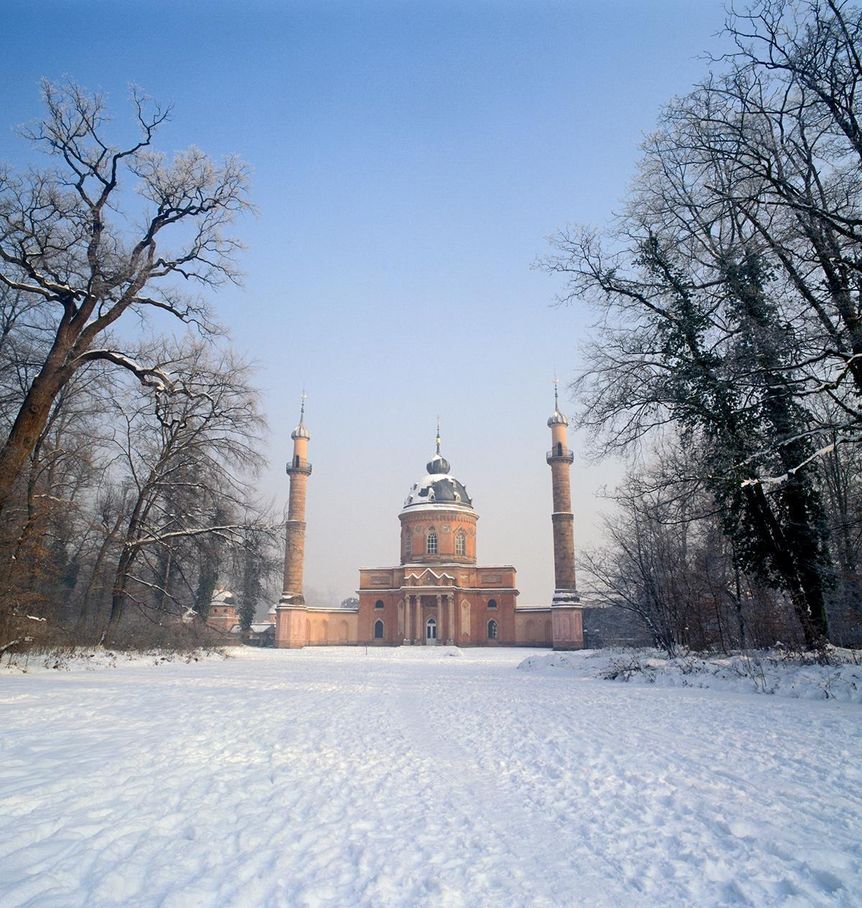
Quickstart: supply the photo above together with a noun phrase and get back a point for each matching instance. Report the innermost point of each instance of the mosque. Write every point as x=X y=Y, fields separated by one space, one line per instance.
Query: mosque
x=437 y=593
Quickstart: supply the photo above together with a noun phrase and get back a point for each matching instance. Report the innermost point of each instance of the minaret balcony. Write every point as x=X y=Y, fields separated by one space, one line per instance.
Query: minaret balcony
x=560 y=454
x=303 y=467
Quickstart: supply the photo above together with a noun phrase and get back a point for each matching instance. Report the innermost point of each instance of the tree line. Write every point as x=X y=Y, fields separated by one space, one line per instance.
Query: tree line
x=131 y=430
x=728 y=348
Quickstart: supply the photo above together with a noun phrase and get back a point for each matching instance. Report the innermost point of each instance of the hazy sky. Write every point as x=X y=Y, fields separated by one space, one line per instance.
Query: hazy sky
x=409 y=160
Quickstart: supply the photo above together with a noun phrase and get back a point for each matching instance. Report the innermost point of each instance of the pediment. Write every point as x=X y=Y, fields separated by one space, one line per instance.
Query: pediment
x=429 y=577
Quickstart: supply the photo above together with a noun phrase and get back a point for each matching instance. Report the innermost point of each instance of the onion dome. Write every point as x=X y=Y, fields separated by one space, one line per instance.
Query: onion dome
x=438 y=464
x=438 y=488
x=557 y=418
x=300 y=431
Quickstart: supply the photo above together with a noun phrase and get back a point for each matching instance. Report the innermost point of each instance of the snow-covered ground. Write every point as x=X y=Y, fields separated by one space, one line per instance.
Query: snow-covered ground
x=418 y=777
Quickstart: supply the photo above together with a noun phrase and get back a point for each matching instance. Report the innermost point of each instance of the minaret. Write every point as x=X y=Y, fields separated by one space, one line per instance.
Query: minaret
x=567 y=623
x=299 y=469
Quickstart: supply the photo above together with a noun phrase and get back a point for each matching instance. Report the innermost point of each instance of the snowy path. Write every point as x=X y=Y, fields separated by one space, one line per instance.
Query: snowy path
x=412 y=777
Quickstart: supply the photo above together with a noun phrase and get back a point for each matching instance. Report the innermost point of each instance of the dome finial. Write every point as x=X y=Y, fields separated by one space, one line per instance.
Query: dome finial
x=557 y=418
x=300 y=431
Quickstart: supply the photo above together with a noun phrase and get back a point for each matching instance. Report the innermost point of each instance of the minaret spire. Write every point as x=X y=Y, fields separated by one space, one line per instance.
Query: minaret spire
x=567 y=627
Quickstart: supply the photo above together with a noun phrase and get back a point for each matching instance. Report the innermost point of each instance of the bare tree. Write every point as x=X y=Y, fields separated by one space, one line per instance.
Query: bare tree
x=66 y=249
x=189 y=457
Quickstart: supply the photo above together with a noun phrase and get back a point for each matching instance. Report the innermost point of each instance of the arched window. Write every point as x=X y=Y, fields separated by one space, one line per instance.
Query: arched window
x=460 y=543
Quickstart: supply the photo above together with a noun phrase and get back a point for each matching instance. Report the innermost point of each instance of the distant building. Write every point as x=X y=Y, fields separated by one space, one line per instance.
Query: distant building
x=222 y=614
x=438 y=593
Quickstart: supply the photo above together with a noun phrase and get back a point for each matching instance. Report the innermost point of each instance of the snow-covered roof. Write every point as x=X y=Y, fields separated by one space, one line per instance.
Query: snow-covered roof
x=223 y=597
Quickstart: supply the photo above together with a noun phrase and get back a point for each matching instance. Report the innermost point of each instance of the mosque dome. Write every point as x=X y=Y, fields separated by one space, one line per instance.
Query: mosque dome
x=438 y=488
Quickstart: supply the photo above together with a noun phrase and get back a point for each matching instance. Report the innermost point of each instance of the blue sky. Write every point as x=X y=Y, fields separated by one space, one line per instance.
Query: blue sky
x=409 y=160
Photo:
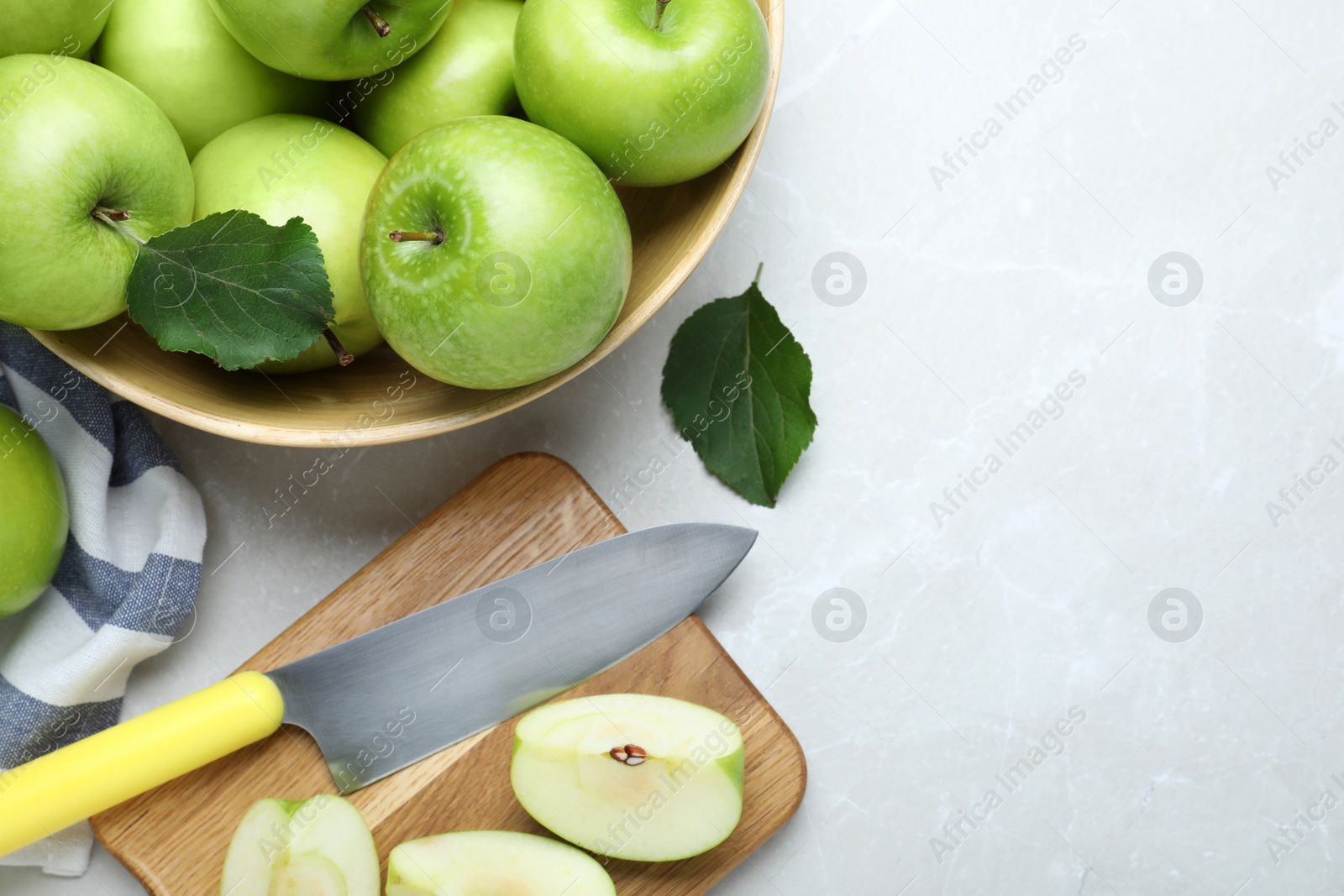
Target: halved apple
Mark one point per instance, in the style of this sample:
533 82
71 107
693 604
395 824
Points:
316 846
475 862
631 775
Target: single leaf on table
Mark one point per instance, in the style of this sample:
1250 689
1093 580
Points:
738 385
234 288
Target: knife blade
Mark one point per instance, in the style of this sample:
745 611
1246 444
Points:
393 696
398 694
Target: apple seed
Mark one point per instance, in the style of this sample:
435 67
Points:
629 754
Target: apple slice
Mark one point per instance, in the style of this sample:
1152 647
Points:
316 846
474 862
631 775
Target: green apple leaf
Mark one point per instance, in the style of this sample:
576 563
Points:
738 385
234 288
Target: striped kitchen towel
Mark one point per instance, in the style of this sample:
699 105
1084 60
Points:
125 584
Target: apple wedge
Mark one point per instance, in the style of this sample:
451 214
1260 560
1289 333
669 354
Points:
316 846
474 862
631 775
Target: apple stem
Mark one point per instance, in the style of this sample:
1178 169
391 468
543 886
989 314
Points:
343 355
417 237
380 22
113 217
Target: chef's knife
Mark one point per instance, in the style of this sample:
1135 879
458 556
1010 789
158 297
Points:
393 696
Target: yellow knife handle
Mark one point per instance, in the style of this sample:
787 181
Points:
80 781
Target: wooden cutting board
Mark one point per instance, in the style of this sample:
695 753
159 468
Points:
522 511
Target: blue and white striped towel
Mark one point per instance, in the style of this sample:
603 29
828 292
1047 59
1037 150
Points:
125 584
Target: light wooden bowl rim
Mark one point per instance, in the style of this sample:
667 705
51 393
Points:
221 423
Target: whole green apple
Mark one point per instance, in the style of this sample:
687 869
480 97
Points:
188 63
77 140
656 93
66 27
495 253
467 70
333 39
281 167
34 517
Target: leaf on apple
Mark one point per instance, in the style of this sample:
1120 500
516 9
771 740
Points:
234 288
738 385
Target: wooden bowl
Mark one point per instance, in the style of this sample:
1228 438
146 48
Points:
381 398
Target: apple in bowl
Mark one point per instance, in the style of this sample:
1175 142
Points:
495 253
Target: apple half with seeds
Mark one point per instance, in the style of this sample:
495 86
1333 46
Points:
474 862
631 775
316 846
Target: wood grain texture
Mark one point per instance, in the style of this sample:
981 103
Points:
672 228
522 511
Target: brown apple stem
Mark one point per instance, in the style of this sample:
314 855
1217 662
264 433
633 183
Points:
343 355
380 22
113 217
417 237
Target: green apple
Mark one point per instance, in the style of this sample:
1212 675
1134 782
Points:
480 862
631 775
333 39
467 70
65 27
76 139
281 167
495 253
186 60
656 93
316 846
34 516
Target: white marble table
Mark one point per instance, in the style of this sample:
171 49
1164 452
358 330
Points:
1019 610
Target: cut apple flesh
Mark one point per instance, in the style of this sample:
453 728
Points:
494 862
319 846
631 775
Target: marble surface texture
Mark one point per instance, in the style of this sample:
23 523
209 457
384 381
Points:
1168 747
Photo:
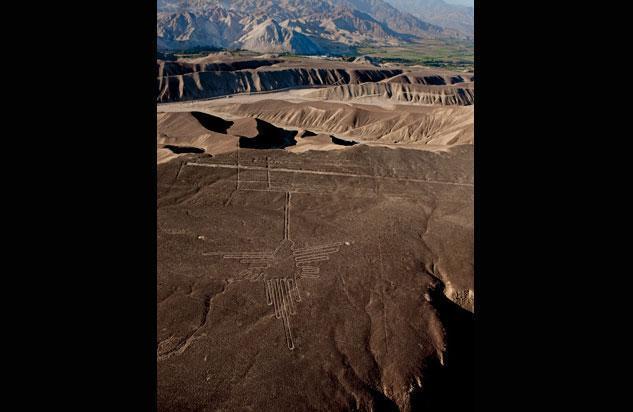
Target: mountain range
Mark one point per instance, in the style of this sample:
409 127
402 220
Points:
295 26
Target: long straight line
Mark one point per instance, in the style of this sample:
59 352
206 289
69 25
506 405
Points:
319 172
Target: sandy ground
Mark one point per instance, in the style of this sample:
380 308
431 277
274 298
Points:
306 262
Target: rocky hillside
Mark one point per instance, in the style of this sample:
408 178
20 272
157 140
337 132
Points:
295 26
440 13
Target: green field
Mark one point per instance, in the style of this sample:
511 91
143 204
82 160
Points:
450 54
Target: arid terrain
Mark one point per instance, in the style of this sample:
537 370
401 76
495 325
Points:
315 235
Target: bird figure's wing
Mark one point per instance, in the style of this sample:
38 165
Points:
256 261
307 258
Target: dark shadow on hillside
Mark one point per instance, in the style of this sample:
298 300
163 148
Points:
269 137
212 123
183 149
453 383
342 142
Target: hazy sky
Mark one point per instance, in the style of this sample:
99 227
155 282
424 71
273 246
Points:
464 2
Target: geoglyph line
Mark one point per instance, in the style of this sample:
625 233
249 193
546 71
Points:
324 173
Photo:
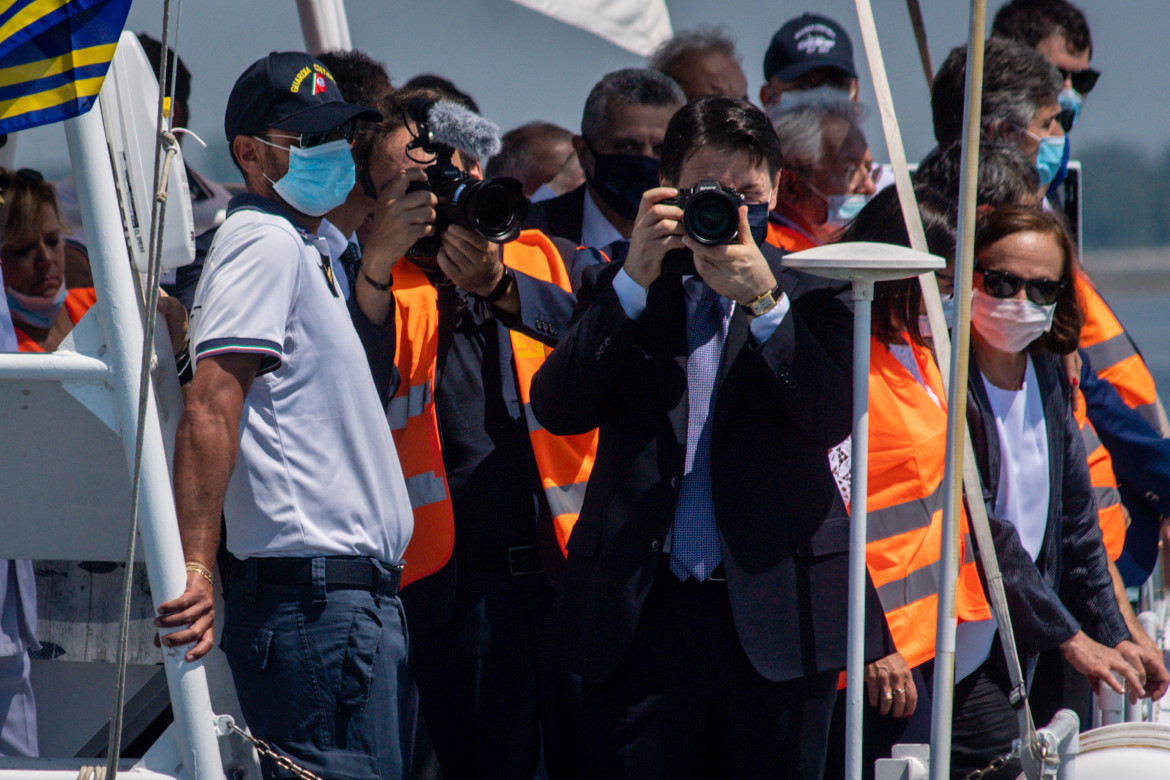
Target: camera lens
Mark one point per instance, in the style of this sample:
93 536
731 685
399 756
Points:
711 218
494 208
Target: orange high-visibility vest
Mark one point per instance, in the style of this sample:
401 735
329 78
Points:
787 239
564 462
77 302
1110 513
907 454
1115 359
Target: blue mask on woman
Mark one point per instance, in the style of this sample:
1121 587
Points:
1050 157
35 311
318 179
842 208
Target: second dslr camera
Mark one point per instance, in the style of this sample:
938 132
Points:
710 215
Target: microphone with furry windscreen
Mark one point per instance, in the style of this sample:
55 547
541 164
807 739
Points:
494 207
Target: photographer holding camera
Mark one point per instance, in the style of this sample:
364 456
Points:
707 573
468 305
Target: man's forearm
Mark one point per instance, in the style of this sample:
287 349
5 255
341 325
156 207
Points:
205 451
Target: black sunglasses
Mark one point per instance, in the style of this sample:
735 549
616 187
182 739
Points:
1082 81
23 175
1002 284
349 131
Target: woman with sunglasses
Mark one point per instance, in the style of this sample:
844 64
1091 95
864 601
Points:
1031 457
33 257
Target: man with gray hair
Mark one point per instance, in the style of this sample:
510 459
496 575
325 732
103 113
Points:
621 136
828 173
703 61
1020 91
539 154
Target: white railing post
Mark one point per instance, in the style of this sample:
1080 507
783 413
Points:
119 316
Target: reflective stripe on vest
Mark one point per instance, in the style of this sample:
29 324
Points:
907 453
787 239
1115 358
1110 513
564 462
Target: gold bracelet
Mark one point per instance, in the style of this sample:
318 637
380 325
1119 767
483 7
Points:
206 573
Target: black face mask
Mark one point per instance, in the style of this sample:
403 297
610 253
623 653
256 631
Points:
757 220
620 179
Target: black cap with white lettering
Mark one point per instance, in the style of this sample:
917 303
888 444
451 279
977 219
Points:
288 90
805 43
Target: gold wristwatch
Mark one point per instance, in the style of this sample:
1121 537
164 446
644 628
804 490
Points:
764 303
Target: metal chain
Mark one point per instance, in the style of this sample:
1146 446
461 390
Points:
262 747
996 765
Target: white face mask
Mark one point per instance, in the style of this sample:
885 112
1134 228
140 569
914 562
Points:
948 316
34 310
1009 324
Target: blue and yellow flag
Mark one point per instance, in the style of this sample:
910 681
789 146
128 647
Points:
53 57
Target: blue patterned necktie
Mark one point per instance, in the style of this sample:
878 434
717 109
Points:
695 544
618 250
350 261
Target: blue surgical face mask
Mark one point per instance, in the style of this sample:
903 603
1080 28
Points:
1050 157
35 311
757 219
842 208
620 179
318 179
1071 103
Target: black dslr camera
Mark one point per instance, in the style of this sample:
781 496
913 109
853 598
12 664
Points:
494 208
710 215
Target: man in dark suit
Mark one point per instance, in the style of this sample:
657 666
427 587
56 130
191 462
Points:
704 596
621 135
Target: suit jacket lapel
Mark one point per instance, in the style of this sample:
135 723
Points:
738 333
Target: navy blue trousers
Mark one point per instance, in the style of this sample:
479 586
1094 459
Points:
322 675
686 702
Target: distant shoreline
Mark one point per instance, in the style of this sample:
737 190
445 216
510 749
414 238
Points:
1146 262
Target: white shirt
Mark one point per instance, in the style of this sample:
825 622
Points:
1021 497
317 473
337 244
596 229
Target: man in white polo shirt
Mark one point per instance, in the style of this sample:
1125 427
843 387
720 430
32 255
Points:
284 433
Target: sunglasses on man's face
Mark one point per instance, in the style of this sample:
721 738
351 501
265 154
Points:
1082 81
23 175
1002 284
348 131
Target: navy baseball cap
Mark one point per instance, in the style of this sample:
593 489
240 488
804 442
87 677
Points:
807 42
288 90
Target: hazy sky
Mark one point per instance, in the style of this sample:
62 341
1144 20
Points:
522 66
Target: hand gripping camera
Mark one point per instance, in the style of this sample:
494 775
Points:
710 215
494 208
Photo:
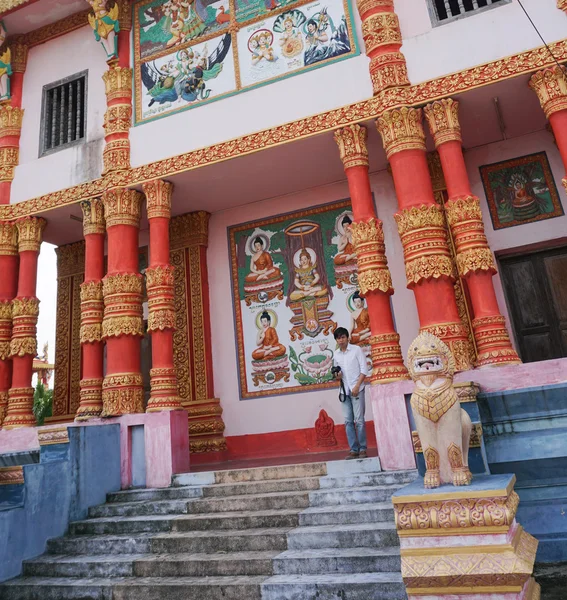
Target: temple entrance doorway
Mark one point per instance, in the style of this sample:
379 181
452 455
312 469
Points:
535 285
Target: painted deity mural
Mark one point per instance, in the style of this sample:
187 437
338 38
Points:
192 51
294 282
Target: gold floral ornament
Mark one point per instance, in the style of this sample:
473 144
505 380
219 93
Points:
104 21
443 120
158 197
550 85
401 129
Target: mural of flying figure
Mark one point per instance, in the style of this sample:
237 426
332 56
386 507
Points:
185 79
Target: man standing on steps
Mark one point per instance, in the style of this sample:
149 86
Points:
351 369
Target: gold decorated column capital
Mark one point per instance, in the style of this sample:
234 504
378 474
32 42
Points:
550 85
30 230
8 239
158 198
122 207
11 118
93 216
401 129
351 141
117 83
443 120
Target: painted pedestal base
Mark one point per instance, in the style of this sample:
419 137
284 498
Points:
465 542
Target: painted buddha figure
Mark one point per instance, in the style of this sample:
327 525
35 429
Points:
360 321
267 340
306 279
346 254
261 265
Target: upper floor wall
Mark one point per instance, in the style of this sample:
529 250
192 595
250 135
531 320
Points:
220 84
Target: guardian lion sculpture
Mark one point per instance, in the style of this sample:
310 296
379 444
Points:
444 428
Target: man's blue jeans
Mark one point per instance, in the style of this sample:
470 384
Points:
353 411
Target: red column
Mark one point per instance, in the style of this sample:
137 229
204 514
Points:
475 262
8 289
550 85
25 310
374 278
122 326
92 309
429 267
161 307
11 115
383 40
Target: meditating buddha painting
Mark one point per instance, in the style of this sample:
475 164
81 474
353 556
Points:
521 191
294 281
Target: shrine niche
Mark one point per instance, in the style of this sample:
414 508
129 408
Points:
294 280
187 53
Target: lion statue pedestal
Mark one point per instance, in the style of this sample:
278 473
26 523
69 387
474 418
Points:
457 542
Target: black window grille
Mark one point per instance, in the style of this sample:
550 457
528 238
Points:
447 9
64 113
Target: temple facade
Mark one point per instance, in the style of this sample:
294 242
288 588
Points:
228 182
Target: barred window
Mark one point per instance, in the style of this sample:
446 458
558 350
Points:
64 113
445 10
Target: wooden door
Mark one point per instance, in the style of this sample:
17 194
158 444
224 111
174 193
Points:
536 291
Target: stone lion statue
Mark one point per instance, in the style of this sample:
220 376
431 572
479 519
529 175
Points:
444 428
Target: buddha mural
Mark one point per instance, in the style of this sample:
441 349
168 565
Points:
360 321
307 281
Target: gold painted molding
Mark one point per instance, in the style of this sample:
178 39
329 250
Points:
415 95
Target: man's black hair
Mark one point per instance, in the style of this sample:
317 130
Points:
339 331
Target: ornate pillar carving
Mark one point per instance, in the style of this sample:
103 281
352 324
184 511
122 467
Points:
374 278
8 288
92 311
122 325
66 388
429 267
383 40
25 310
161 306
475 262
550 85
117 118
192 337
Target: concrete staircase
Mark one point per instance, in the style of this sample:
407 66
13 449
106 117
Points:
294 532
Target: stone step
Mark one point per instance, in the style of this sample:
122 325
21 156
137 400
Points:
238 520
358 586
207 565
273 501
347 514
132 509
137 588
256 474
369 535
118 525
337 560
96 544
367 479
358 495
261 487
211 541
154 495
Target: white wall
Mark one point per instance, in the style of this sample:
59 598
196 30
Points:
476 39
64 56
296 411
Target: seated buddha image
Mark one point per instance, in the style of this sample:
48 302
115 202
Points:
346 254
262 267
267 340
307 279
360 321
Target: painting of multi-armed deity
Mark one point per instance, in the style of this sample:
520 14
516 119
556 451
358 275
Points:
○ ○ ○ ○ ○ ○ ○
__PROBLEM TO SOLVE__
Which lines in the data above contain "pedestal"? Show each one.

__WRITTEN RESPONSE__
Target: painted pedestal base
Target: lion statue pedestal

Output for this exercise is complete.